→ **GIVEN EXERCISE**: Can you reproduce every one of the lines below word for word, leaving the picture out?

→ **EXCERPTED DATA**:
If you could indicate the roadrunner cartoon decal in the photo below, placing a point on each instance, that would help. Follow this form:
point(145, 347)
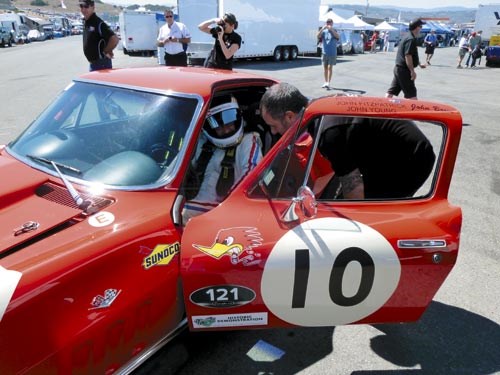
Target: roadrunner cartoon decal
point(237, 243)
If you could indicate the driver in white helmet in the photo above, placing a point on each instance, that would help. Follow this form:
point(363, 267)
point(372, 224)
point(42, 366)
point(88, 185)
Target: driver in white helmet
point(224, 156)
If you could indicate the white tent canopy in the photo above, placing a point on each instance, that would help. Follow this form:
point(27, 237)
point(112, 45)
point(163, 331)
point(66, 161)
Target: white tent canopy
point(338, 22)
point(385, 26)
point(359, 24)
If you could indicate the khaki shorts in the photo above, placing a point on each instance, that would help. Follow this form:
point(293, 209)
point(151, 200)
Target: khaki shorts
point(329, 60)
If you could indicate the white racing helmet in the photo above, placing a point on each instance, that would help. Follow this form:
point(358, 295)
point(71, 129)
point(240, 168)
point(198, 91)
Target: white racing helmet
point(221, 116)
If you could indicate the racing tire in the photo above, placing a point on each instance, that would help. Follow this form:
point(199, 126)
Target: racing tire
point(277, 55)
point(286, 53)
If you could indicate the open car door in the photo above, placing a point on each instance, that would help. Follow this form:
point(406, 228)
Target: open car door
point(284, 249)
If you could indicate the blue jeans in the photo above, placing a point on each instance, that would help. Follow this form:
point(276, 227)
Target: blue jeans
point(100, 64)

→ **ANSWER TO THE TASK**:
If you could indicate the roadrunner cartoon decal in the photo below, placing a point on each instance, that would help. Follow this form:
point(145, 347)
Target: roadrunner cartoon decal
point(237, 243)
If you could indicate the driver in white helmet in the photo above, placing a point on each instance, that would help. Follow this form:
point(363, 267)
point(372, 224)
point(42, 366)
point(88, 185)
Target: driver in white helmet
point(224, 156)
If you could indicate the white tent canopy in the photo above, placing a point on each instance, that would help. Follow this form:
point(27, 237)
point(112, 45)
point(163, 331)
point(66, 161)
Target: white tent canopy
point(338, 22)
point(385, 26)
point(359, 24)
If you could indicate the khaki shorts in the photo above, placing a point on each instance, that would help. Follow this form:
point(293, 209)
point(151, 200)
Target: khaki shorts
point(329, 60)
If you could indicate the white racing helmet in the photo above, placing a point on each instance, that would help. Follow this form:
point(358, 295)
point(71, 129)
point(240, 168)
point(198, 91)
Target: white racing helmet
point(221, 116)
If you could indicate the racing tire in the photo above, placing a point on each instance, that would help. Follow this form:
point(199, 126)
Target: racing tire
point(277, 55)
point(286, 53)
If you could indicate the open car door in the photo above, placing a point on each instance, that would help. Follow this form:
point(406, 228)
Target: open car door
point(284, 249)
If you could indicate the blue jeans in the photo above, placing a point on each instance, that would help. Follow this form:
point(276, 227)
Target: blue jeans
point(100, 64)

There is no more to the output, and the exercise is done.